═════ Entries shown ═════

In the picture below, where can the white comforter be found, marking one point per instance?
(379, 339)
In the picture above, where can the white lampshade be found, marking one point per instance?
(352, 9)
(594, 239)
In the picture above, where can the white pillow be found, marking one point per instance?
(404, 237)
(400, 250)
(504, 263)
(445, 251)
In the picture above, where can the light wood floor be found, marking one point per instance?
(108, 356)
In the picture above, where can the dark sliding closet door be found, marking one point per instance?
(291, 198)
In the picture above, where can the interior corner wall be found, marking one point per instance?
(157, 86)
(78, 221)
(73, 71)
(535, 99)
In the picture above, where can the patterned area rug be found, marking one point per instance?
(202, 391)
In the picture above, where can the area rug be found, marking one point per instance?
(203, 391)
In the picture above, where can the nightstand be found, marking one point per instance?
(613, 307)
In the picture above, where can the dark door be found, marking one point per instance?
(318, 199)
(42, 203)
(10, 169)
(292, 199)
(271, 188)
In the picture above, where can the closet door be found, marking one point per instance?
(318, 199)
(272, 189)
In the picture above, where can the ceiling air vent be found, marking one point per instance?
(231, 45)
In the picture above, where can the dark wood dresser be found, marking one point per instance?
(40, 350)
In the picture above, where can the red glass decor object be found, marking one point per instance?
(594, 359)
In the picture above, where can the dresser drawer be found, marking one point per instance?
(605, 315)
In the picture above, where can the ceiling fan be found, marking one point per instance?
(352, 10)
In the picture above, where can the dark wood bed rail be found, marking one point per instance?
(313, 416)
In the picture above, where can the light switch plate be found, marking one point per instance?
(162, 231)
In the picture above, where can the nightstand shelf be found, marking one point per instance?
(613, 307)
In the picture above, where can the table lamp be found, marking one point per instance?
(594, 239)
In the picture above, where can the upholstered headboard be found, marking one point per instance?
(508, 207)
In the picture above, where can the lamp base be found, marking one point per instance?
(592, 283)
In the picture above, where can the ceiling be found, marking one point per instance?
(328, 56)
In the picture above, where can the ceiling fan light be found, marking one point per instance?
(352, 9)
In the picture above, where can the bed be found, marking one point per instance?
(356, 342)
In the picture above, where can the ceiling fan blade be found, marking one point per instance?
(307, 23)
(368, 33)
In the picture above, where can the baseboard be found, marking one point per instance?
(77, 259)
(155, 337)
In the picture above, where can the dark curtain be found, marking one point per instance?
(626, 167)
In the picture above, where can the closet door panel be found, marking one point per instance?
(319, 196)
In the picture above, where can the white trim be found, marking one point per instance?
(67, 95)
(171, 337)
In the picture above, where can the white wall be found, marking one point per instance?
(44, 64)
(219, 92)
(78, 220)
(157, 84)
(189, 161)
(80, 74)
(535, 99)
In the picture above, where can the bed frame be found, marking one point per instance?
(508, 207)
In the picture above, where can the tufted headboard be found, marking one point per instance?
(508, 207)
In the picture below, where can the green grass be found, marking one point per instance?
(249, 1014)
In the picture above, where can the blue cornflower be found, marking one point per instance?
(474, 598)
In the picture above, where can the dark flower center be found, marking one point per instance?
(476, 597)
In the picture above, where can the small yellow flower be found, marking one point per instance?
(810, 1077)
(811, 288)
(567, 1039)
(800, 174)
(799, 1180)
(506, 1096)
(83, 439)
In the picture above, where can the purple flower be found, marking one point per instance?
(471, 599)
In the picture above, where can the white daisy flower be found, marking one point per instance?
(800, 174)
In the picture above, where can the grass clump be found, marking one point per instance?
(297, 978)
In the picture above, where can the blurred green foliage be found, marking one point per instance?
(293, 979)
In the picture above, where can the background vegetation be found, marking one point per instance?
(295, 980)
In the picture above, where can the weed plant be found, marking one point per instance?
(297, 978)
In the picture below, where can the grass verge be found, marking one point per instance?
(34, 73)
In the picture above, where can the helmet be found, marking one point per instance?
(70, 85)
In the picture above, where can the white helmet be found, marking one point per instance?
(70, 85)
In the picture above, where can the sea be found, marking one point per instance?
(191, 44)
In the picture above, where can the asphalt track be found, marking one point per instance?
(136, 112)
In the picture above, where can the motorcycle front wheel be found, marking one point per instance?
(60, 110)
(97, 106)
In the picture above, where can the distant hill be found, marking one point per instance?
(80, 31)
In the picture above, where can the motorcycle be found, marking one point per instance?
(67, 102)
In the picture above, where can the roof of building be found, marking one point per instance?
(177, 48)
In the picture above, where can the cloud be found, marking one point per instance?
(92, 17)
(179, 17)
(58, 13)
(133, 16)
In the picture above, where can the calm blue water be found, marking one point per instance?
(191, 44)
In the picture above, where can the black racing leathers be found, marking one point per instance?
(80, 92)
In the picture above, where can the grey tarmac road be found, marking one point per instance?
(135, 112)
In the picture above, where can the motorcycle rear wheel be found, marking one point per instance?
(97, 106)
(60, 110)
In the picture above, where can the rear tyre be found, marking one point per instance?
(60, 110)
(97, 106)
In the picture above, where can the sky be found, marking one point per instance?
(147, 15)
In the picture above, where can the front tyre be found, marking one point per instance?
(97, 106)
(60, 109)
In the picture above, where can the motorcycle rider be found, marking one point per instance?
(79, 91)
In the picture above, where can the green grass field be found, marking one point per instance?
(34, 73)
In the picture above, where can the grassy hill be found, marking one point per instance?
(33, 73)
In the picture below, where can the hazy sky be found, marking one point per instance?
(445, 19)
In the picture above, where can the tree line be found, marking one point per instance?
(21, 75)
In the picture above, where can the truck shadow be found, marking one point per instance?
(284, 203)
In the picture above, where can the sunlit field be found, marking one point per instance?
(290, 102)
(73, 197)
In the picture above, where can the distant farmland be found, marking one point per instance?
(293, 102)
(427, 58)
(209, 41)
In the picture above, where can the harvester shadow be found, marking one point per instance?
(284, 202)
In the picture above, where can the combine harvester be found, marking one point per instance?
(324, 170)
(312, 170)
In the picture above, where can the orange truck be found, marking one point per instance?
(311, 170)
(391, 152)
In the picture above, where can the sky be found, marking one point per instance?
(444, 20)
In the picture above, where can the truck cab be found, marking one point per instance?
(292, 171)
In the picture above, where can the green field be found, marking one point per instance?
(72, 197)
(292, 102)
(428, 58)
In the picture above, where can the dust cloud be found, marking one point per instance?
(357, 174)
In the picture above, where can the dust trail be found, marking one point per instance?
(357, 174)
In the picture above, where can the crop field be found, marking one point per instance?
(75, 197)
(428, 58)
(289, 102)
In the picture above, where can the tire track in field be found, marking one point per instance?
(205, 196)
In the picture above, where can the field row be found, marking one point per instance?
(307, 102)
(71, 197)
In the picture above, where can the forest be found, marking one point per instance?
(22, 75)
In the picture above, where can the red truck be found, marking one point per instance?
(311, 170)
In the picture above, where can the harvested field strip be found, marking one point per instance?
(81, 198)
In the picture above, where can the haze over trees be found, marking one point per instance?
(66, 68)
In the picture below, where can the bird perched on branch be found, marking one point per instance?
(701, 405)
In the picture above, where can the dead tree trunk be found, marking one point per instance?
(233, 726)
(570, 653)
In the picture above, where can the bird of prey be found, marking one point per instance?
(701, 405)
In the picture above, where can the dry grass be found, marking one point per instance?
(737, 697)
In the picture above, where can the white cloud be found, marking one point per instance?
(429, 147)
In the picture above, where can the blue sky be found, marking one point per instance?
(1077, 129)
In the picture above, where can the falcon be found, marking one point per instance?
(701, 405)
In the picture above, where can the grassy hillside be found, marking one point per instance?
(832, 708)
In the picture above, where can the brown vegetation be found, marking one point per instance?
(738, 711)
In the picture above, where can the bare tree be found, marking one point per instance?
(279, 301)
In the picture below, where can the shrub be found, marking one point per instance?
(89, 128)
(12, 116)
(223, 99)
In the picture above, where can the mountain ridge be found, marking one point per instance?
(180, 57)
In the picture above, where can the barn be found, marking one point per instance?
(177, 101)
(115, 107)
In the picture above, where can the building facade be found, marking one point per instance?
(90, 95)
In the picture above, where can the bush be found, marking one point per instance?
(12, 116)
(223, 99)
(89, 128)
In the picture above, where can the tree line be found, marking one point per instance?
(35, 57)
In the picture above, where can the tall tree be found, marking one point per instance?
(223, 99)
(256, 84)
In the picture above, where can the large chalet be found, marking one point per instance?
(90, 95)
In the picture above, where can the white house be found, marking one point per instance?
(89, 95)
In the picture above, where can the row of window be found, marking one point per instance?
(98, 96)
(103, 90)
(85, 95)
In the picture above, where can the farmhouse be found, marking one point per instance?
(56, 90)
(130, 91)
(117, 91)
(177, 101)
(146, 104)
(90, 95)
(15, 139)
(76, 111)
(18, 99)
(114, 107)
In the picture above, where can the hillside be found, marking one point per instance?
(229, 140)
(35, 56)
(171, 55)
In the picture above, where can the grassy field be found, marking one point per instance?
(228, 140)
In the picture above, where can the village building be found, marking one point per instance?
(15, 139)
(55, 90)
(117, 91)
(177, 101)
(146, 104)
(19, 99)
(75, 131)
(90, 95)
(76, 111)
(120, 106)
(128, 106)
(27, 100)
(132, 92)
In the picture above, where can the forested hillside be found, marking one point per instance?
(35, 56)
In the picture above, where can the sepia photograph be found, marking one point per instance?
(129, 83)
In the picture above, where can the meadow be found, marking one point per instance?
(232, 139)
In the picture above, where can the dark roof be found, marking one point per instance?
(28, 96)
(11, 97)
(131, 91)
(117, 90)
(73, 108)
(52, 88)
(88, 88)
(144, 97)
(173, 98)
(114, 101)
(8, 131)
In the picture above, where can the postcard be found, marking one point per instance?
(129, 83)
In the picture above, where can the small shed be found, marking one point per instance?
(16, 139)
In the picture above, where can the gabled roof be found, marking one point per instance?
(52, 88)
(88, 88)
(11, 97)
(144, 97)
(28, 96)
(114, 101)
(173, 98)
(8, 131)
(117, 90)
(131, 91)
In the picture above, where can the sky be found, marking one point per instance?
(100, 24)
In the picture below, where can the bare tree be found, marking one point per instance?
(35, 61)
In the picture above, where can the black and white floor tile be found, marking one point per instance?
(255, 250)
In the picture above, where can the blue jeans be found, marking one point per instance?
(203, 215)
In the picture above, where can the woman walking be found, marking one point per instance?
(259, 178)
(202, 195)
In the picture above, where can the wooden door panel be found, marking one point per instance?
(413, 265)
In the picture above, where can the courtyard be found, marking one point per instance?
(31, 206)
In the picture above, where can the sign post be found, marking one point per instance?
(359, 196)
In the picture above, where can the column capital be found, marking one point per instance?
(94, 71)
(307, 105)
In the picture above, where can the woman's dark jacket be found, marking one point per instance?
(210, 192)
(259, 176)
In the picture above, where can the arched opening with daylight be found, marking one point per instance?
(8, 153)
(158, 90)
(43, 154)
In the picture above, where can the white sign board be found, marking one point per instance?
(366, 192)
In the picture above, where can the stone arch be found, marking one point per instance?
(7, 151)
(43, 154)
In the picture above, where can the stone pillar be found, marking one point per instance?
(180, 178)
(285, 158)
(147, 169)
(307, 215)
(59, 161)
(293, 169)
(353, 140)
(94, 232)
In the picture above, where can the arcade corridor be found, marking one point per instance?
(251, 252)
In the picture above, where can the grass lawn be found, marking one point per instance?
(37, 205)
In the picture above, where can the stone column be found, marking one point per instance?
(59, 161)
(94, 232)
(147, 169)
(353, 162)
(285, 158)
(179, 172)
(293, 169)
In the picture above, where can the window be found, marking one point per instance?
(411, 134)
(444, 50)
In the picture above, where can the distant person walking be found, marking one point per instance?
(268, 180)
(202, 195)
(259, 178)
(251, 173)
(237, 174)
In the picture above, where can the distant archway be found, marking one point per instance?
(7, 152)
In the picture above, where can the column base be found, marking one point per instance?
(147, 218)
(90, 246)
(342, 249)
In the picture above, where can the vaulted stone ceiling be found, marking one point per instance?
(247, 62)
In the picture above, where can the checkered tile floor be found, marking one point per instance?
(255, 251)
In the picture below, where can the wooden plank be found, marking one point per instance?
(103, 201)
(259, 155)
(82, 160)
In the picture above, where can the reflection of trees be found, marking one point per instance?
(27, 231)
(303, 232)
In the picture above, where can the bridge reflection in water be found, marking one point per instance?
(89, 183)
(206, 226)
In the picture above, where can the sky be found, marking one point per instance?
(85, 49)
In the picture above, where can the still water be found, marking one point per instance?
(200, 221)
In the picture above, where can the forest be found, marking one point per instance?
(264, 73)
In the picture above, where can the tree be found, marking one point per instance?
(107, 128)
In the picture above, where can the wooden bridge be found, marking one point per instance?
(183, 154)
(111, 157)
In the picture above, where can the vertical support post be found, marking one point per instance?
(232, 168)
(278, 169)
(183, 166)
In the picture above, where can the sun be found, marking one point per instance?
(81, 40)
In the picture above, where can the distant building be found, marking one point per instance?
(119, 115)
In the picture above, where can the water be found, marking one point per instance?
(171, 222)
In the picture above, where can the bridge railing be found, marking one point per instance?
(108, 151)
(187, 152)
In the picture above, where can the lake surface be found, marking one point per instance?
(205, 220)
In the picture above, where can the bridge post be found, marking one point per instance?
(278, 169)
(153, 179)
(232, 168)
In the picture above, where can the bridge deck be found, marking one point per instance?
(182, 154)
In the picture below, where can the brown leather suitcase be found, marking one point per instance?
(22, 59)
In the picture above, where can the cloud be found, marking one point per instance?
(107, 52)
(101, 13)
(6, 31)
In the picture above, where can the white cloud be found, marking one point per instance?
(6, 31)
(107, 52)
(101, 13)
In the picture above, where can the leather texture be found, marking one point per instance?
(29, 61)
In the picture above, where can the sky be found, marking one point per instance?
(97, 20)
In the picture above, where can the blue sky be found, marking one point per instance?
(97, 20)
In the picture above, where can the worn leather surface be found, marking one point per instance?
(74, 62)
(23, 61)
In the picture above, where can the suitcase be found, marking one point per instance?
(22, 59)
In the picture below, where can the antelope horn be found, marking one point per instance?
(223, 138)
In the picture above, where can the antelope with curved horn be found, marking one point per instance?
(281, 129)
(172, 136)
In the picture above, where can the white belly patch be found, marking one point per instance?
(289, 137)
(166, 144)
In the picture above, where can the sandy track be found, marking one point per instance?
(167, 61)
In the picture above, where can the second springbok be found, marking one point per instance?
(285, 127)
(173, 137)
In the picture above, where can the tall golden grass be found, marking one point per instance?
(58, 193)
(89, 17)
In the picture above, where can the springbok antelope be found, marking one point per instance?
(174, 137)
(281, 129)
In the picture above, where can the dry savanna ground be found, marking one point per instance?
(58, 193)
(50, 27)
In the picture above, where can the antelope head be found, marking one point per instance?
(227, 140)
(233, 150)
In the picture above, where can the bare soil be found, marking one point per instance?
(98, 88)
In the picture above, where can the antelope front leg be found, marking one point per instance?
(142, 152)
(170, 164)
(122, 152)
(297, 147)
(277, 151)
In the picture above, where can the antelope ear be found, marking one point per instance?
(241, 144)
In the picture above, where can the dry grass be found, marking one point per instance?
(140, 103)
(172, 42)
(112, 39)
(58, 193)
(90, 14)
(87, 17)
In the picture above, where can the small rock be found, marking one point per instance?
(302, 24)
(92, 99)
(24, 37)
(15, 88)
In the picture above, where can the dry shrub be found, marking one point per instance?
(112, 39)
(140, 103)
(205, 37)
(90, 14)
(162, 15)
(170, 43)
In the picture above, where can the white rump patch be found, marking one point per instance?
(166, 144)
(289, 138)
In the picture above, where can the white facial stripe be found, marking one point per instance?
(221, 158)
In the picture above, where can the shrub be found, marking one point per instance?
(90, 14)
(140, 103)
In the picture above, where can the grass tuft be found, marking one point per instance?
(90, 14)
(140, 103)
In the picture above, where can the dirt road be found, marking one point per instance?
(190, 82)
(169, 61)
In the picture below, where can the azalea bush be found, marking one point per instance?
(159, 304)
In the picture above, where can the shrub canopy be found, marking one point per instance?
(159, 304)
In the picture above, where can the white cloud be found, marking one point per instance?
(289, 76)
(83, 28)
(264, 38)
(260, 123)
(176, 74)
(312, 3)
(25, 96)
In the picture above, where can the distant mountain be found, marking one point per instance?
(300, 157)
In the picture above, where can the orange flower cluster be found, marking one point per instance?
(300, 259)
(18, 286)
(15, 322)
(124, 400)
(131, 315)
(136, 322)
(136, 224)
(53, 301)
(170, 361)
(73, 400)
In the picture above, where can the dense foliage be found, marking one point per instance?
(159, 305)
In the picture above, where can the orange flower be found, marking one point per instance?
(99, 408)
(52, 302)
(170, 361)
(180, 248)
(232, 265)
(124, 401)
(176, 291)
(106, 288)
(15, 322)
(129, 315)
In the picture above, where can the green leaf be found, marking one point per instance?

═════

Exercise details —
In the listing above, find the line containing "In the picture above, where can the distant mountain" and please quote exactly that line through the last one, and no other lines.

Full answer —
In the picture above, where can the distant mountain be found, marking one point per instance?
(300, 157)
In the picture above, where can the orange flower cluster be found, marking one point per instance?
(300, 259)
(18, 286)
(15, 322)
(124, 400)
(131, 315)
(136, 322)
(136, 224)
(53, 301)
(170, 361)
(73, 400)
In the picture above, where can the dense foliage be found, marking one point per instance?
(159, 305)
In the picture above, where can the orange flower be found, marking one point per instance?
(99, 408)
(52, 302)
(170, 361)
(180, 248)
(232, 265)
(124, 401)
(176, 291)
(106, 288)
(15, 322)
(129, 315)
In the picture above, where can the green leaf be found, marking one point per instance?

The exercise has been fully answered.